# Exercise goal
When you reach the line containing "target = yellow hooked beak" in the records below, start copying exactly, and stop once you have copied the line containing "request = one point per instance of the yellow eye".

(Data provided Opens)

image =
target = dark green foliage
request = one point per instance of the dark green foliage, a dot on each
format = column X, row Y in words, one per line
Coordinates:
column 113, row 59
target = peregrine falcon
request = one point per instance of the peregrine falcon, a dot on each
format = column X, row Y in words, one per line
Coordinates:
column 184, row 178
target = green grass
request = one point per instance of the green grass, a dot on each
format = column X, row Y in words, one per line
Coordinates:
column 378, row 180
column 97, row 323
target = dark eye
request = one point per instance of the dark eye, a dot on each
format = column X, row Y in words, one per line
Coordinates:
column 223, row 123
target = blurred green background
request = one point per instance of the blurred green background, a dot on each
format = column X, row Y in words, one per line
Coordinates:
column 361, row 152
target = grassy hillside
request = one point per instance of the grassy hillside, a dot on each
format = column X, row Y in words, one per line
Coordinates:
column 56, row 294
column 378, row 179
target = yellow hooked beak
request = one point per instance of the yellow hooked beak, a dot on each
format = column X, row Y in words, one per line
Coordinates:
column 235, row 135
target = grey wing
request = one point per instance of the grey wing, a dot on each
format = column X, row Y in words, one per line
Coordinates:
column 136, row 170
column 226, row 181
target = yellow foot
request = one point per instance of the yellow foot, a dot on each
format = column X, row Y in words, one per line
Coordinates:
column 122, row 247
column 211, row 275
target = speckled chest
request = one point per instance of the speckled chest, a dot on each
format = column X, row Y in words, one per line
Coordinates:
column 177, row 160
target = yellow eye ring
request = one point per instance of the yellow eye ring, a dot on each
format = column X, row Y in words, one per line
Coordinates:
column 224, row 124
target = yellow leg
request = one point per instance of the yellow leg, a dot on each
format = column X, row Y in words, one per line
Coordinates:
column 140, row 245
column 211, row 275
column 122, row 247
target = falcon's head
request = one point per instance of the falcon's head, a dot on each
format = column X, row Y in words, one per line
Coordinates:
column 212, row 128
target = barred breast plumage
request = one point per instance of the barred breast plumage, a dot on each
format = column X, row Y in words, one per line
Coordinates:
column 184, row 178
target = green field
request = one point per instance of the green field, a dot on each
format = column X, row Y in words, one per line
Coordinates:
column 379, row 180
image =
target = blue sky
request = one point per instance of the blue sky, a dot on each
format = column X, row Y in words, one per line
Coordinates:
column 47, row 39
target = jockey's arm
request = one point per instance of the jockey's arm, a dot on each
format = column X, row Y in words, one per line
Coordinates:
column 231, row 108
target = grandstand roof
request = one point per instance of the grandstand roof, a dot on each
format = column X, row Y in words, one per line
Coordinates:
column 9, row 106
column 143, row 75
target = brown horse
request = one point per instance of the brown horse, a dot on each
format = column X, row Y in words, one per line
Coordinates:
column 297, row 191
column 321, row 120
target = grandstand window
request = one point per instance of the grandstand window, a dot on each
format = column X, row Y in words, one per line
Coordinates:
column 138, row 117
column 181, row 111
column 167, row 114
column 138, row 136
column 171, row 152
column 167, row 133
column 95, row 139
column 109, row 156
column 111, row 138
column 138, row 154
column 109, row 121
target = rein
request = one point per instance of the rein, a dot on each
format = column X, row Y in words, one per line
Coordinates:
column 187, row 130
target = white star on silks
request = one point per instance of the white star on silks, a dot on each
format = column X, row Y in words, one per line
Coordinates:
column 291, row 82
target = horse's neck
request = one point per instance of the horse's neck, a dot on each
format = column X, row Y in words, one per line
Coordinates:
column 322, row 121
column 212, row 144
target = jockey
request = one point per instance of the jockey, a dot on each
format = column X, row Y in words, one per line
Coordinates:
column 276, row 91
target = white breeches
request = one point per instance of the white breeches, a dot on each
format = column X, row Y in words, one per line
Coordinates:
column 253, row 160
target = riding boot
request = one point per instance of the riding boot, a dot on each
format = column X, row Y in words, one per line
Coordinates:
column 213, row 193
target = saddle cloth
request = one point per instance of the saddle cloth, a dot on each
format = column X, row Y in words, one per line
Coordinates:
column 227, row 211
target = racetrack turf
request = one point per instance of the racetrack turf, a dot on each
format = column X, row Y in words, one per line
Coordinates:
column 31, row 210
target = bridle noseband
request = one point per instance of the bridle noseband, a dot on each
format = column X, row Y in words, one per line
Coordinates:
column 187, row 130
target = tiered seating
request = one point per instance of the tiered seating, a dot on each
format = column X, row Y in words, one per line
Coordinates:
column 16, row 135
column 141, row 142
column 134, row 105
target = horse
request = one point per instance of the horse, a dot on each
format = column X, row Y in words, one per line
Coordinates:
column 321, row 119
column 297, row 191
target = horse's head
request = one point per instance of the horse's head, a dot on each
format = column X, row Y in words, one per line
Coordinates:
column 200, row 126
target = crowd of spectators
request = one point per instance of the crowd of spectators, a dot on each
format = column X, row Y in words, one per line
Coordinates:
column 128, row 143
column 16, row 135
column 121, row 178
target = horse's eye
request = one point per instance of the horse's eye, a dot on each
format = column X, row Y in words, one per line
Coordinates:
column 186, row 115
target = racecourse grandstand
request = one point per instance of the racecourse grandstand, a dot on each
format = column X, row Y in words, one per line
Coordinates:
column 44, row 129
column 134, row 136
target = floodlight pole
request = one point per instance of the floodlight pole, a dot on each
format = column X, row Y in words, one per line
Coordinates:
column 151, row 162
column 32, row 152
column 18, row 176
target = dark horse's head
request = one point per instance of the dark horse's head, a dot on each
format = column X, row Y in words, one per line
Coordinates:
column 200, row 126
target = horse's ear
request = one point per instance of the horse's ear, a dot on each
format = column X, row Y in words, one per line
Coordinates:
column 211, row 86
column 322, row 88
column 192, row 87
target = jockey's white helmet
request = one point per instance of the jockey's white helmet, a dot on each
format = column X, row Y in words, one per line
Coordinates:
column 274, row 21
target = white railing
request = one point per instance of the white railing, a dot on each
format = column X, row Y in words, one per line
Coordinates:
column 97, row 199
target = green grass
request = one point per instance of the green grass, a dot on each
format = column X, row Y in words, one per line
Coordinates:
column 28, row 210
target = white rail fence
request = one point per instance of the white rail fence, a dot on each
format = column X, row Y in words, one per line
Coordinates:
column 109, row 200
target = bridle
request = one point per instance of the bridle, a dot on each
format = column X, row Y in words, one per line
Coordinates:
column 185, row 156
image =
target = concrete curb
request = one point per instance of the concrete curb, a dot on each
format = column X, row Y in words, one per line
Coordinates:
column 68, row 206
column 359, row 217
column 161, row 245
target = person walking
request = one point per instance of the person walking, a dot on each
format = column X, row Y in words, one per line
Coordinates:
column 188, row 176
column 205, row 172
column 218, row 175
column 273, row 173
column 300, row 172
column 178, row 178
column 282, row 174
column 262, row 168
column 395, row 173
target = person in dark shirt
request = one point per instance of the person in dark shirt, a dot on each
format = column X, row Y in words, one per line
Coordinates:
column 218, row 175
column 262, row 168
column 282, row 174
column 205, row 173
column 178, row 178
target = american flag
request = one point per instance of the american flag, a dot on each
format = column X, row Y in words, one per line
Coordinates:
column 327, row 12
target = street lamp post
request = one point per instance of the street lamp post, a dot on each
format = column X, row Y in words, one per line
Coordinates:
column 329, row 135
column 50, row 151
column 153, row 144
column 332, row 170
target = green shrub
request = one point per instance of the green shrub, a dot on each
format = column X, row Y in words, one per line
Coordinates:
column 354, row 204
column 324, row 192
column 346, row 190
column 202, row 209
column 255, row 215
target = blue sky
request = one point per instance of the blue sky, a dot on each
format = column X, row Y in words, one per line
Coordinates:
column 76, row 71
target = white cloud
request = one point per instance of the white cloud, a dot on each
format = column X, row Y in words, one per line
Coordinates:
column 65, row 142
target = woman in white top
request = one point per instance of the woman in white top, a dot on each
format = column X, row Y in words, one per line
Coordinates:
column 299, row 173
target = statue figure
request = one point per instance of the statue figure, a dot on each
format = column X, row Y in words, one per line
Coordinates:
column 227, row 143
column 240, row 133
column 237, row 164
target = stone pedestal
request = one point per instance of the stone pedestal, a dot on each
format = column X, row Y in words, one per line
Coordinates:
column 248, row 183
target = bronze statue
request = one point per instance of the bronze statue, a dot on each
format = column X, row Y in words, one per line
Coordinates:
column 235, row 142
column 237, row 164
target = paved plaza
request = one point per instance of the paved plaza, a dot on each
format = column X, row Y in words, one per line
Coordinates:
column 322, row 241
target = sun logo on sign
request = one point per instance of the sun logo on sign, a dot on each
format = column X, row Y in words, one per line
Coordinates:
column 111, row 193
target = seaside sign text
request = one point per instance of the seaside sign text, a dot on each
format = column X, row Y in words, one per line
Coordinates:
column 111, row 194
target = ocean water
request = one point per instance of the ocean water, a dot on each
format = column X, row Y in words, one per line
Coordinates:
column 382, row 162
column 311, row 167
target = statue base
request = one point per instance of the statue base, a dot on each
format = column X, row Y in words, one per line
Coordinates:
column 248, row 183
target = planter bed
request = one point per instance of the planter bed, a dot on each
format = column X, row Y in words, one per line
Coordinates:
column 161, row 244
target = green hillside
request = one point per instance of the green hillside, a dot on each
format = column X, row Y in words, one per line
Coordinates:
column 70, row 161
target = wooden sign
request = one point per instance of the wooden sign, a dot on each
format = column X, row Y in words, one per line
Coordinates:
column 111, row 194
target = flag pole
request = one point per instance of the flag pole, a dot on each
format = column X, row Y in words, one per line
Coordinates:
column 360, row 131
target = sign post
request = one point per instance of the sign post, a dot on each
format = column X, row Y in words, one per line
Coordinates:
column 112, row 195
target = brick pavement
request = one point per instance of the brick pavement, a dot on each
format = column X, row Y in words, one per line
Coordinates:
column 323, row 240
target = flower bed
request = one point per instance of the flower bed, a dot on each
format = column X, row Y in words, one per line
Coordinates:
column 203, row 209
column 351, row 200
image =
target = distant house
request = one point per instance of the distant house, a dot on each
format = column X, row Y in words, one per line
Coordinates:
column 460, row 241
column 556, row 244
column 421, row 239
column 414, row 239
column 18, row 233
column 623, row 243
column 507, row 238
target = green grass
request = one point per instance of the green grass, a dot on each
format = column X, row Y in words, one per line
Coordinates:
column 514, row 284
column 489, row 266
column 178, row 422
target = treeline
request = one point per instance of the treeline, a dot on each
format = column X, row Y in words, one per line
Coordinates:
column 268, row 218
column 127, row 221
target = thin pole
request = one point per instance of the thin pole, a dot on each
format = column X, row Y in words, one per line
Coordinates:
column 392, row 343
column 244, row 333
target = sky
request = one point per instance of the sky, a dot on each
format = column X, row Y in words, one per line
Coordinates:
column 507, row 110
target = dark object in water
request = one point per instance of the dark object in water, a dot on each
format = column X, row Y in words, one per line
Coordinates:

(Data provided Closes)

# Result of the exercise
target = yellow hooked beak
request = one point per instance of the yellow hooked beak, a dot on each
format = column X, row Y in words, one per line
Coordinates:
column 235, row 135
target = grey wing
request = one point per instance of the grey wing, a dot on each
format = column X, row Y in words, one per line
Coordinates:
column 136, row 170
column 226, row 181
target = yellow foot
request = one point per instance of the yellow foot, a dot on each
format = column X, row Y in words, one per line
Coordinates:
column 122, row 247
column 211, row 275
target = speckled chest
request = one point per instance of the speckled chest, a dot on each
format = column X, row Y in words, one per line
Coordinates:
column 177, row 160
target = yellow eye ring
request = one point per instance of the yellow eye ring, a dot on each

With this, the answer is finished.